### TASK REQUIREMENTS
Each entry that follows must be output without any deviation.

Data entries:
──────────────────────────────
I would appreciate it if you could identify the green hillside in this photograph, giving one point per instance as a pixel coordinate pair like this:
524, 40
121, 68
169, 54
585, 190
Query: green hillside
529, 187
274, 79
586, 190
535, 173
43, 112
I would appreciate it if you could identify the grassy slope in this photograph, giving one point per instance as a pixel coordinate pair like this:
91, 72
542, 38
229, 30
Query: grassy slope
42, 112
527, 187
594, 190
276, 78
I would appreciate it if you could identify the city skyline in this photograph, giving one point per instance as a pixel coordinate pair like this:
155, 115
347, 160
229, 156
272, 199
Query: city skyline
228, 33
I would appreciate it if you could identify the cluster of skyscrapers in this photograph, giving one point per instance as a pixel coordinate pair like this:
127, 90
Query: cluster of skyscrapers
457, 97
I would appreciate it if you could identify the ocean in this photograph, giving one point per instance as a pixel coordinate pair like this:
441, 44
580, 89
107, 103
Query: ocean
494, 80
──────────────────────────────
### RESULT OF THE TASK
I would appreciate it if you could identify the green hillside in this photograph, giving one point per instance as a pixel coordinate pair like this:
524, 40
121, 68
169, 54
585, 190
Query: green hillside
529, 187
274, 79
586, 190
535, 173
43, 112
I would appreciate it if you could identify the grassy slope in this photograph, giving one point per instance as a pixel coordinate pair like this:
91, 72
542, 38
229, 30
Query: grassy slope
42, 112
527, 187
594, 190
276, 78
I would appreciate it if you could identify the city skyline in this photograph, giving one point per instance as a pixel coordinate pair like this:
155, 115
347, 160
229, 156
272, 199
Query: city skyline
228, 33
I would appreciate it if you could identify the cluster of skyscrapers in this photograph, giving one point per instance as a pixel coordinate pair like this:
127, 90
Query: cluster of skyscrapers
457, 97
I would appreciate it if you could identify the ocean in this photograph, giving one point per instance as a pixel coordinate pair like this:
441, 44
580, 89
107, 103
Query: ocean
494, 80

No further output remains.